(Task description): From the first line to the last, write out the records exactly, leaving the pictures behind.

═════ Source records

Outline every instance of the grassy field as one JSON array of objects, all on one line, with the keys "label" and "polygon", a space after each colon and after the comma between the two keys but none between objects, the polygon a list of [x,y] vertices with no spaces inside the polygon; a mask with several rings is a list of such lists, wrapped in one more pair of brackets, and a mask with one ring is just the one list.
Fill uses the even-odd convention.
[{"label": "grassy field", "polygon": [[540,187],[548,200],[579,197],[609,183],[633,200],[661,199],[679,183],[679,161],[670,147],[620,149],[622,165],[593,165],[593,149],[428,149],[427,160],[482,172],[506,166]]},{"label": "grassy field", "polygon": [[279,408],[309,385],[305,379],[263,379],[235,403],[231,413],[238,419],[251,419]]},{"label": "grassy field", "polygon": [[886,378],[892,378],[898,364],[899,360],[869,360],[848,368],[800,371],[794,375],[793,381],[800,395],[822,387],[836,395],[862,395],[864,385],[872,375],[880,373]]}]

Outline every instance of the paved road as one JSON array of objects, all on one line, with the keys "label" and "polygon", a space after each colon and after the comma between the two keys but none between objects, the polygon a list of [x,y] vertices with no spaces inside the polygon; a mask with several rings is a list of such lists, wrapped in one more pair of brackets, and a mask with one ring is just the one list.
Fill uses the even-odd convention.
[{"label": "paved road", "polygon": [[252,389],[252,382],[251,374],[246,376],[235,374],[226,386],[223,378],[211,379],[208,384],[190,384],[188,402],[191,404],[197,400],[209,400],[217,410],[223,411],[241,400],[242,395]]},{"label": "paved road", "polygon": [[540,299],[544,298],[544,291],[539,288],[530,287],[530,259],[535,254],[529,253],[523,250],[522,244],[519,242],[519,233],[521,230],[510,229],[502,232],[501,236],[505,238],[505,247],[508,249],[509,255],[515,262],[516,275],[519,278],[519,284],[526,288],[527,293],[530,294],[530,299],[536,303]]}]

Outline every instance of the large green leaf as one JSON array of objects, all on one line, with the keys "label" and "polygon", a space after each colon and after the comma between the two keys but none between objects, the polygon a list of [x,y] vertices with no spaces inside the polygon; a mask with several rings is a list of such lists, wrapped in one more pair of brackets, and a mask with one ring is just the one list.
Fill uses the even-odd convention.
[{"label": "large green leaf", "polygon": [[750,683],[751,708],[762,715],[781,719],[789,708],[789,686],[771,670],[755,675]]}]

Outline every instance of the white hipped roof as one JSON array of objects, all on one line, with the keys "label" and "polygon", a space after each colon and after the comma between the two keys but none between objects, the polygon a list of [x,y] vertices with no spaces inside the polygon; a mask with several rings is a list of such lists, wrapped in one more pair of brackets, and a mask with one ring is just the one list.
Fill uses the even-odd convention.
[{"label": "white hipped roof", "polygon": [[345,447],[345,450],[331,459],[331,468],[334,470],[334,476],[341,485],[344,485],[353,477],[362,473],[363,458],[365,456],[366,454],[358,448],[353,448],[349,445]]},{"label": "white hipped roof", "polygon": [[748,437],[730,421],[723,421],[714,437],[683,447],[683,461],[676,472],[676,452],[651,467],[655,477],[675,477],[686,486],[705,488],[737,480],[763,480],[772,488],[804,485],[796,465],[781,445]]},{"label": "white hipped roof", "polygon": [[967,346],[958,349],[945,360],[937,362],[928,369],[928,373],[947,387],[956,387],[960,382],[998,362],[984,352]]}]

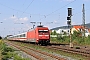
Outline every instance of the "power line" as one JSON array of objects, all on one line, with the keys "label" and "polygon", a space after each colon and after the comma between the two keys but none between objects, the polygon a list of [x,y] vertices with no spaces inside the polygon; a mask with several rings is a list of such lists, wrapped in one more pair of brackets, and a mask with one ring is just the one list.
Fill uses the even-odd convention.
[{"label": "power line", "polygon": [[[33,0],[33,1],[34,1],[34,0]],[[32,2],[33,2],[33,1],[32,1]],[[31,2],[31,3],[32,3],[32,2]],[[31,5],[31,3],[28,5],[28,7]],[[22,13],[30,14],[30,13],[28,13],[28,12],[25,12],[25,11],[28,9],[28,7],[25,9],[25,11],[21,11],[21,10],[17,10],[17,9],[15,9],[15,8],[12,8],[12,7],[10,7],[10,6],[4,5],[4,4],[2,4],[2,3],[0,3],[0,5],[8,8],[8,9],[17,11],[17,12],[22,12]],[[37,15],[37,14],[34,14],[34,15]]]},{"label": "power line", "polygon": [[11,10],[14,10],[14,11],[23,12],[23,11],[20,11],[20,10],[14,9],[14,8],[11,8],[11,7],[9,7],[9,6],[7,6],[7,5],[4,5],[4,4],[2,4],[2,3],[0,3],[0,5],[4,6],[4,7],[6,7],[6,8],[9,8],[9,9],[11,9]]},{"label": "power line", "polygon": [[[29,8],[29,6],[34,2],[34,0],[31,1],[31,3],[27,6],[27,8],[23,11],[23,13],[25,13],[25,11]],[[23,13],[21,15],[23,15]]]},{"label": "power line", "polygon": [[[74,1],[72,1],[72,2],[70,2],[70,3],[68,3],[68,4],[66,4],[66,5],[64,5],[63,7],[61,7],[61,8],[59,8],[59,9],[57,9],[57,10],[55,10],[55,11],[51,12],[51,13],[50,13],[50,14],[48,14],[48,15],[51,15],[51,14],[53,14],[53,13],[57,12],[58,10],[60,10],[60,9],[62,9],[62,8],[64,8],[64,7],[66,7],[66,6],[68,6],[69,4],[71,4],[71,3],[75,2],[75,1],[76,1],[76,0],[74,0]],[[46,16],[48,16],[48,15],[46,15]]]},{"label": "power line", "polygon": [[57,10],[55,10],[55,11],[53,11],[53,12],[47,14],[47,15],[45,15],[45,17],[47,17],[47,16],[49,16],[49,15],[51,15],[51,14],[57,12],[58,10],[60,10],[60,9],[62,9],[62,8],[64,8],[64,7],[66,7],[66,6],[68,6],[69,4],[72,4],[72,3],[75,2],[75,1],[76,1],[76,0],[74,0],[74,1],[72,1],[72,2],[70,2],[70,3],[68,3],[68,4],[66,4],[66,5],[64,5],[64,6],[62,6],[61,8],[59,8],[59,9],[57,9]]}]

══════════

(Answer to this task):
Outline every instance of the grassy field as one JSON array of objects, all on one line, with the keys "label" and "polygon", a space after each colon and after the comma between the two keys but none between objects, the polygon a list of [x,y] vertices with no spaces inside the polygon; a mask with several rings is a list of such lists, wrapped in one more pair of brackets, and a mask with one ring is just the one list.
Fill uses the even-odd convention.
[{"label": "grassy field", "polygon": [[540,187],[548,200],[579,197],[609,183],[633,200],[661,199],[679,183],[679,161],[670,147],[620,149],[622,165],[593,165],[593,149],[428,149],[427,160],[482,172],[506,166]]},{"label": "grassy field", "polygon": [[279,408],[309,385],[305,379],[263,379],[235,403],[231,413],[238,419],[251,419]]},{"label": "grassy field", "polygon": [[886,378],[892,378],[898,364],[899,360],[869,360],[848,368],[800,371],[794,375],[793,381],[800,395],[822,387],[836,395],[862,395],[864,385],[872,375],[880,373]]}]

Outline every instance of the paved road as one JSON array of objects, all on one line, with the keys "label" and "polygon", a space after each colon and after the comma between the two keys but none between objects, the polygon a list of [x,y] vertices with no spaces inside the polygon; a mask with several rings is a list of such lists, wrapped in one more pair of brackets, and a mask with one ring is just the one list.
Fill uses the even-odd convention.
[{"label": "paved road", "polygon": [[252,389],[252,382],[251,374],[246,376],[235,374],[226,386],[223,378],[211,379],[208,384],[190,384],[188,402],[191,404],[197,400],[209,400],[217,410],[223,411],[241,400],[242,395]]},{"label": "paved road", "polygon": [[540,299],[544,298],[544,291],[539,288],[530,287],[530,259],[535,254],[529,253],[523,250],[522,244],[519,242],[519,233],[521,230],[510,229],[502,232],[501,236],[505,238],[505,247],[508,249],[509,255],[515,262],[516,275],[519,278],[519,284],[526,288],[527,293],[530,294],[530,299],[536,303]]}]

Outline every instance of the large green leaf as one JSON array of objects, all on one line, with the keys "label" and "polygon", a space after each colon and after the comma between the two keys but none between objects, the polygon a list of [x,y] vertices with no spaces inside the polygon; a mask with several rings is a list of such lists, wrapped in one more pair of brackets, and a mask with one ring is just the one list.
Fill uses the even-odd convention.
[{"label": "large green leaf", "polygon": [[750,683],[751,708],[762,715],[781,719],[789,708],[789,686],[771,670],[755,675]]}]

Outline every instance of the white hipped roof as one JSON array of objects, all on one line, with the keys "label" and "polygon", a space after each colon and after the comma between the two keys but none between objects, the polygon a list of [x,y] vertices with no spaces inside the polygon; a mask with several rings is a list of such lists, wrapped in one more pair of brackets, and a mask with one ring is just the one list.
Fill uses the even-odd convention.
[{"label": "white hipped roof", "polygon": [[345,447],[345,450],[331,459],[331,468],[334,470],[334,476],[341,485],[344,485],[353,477],[362,473],[363,458],[365,456],[366,454],[358,448],[353,448],[349,445]]},{"label": "white hipped roof", "polygon": [[748,437],[730,421],[723,421],[714,437],[683,447],[683,461],[676,472],[676,452],[651,467],[655,477],[675,477],[686,486],[705,488],[737,480],[763,480],[772,488],[804,485],[796,465],[781,445]]},{"label": "white hipped roof", "polygon": [[967,346],[958,349],[945,360],[937,362],[928,369],[928,373],[947,387],[956,387],[960,382],[998,362],[984,352]]}]

Outline every instance of the "power line" as one JSON array of objects, all on one line, with the keys "label" and "polygon", a space after each colon and after the comma between the two keys but none between objects, the polygon a list of [x,y] vertices with no spaces inside the polygon; a mask with several rings is a list of such lists, wrapped in one more pair of brackets, and a mask with one ring is just the one list.
Fill uses the even-odd convention.
[{"label": "power line", "polygon": [[[33,0],[33,1],[34,1],[34,0]],[[32,2],[33,2],[33,1],[32,1]],[[31,2],[31,3],[32,3],[32,2]],[[31,5],[31,3],[28,5],[28,7]],[[22,13],[30,14],[30,13],[28,13],[28,12],[25,12],[25,11],[28,9],[28,7],[25,9],[25,11],[21,11],[21,10],[17,10],[17,9],[15,9],[15,8],[12,8],[12,7],[10,7],[10,6],[4,5],[4,4],[2,4],[2,3],[0,3],[0,5],[8,8],[8,9],[17,11],[17,12],[22,12]],[[37,15],[37,14],[34,14],[34,15]]]},{"label": "power line", "polygon": [[11,10],[14,10],[14,11],[23,12],[23,11],[20,11],[20,10],[14,9],[14,8],[11,8],[11,7],[9,7],[9,6],[7,6],[7,5],[4,5],[4,4],[2,4],[2,3],[0,3],[0,5],[4,6],[4,7],[6,7],[6,8],[9,8],[9,9],[11,9]]},{"label": "power line", "polygon": [[[29,8],[29,6],[34,2],[34,0],[31,1],[31,3],[27,6],[27,8],[23,11],[23,13],[25,13],[25,11]],[[23,13],[21,15],[23,15]]]},{"label": "power line", "polygon": [[[74,1],[72,1],[72,2],[70,2],[70,3],[68,3],[68,4],[66,4],[66,5],[64,5],[63,7],[61,7],[61,8],[59,8],[59,9],[57,9],[57,10],[55,10],[55,11],[51,12],[51,13],[50,13],[50,14],[48,14],[48,15],[51,15],[51,14],[53,14],[53,13],[57,12],[58,10],[60,10],[60,9],[62,9],[62,8],[64,8],[64,7],[66,7],[66,6],[68,6],[69,4],[71,4],[71,3],[75,2],[75,1],[76,1],[76,0],[74,0]],[[46,16],[48,16],[48,15],[46,15]]]},{"label": "power line", "polygon": [[57,10],[55,10],[55,11],[53,11],[53,12],[47,14],[47,15],[45,15],[45,17],[47,17],[47,16],[49,16],[49,15],[51,15],[51,14],[57,12],[58,10],[60,10],[60,9],[62,9],[62,8],[64,8],[64,7],[66,7],[66,6],[68,6],[69,4],[72,4],[72,3],[75,2],[75,1],[76,1],[76,0],[74,0],[74,1],[72,1],[72,2],[70,2],[70,3],[68,3],[68,4],[66,4],[66,5],[64,5],[64,6],[62,6],[61,8],[59,8],[59,9],[57,9]]}]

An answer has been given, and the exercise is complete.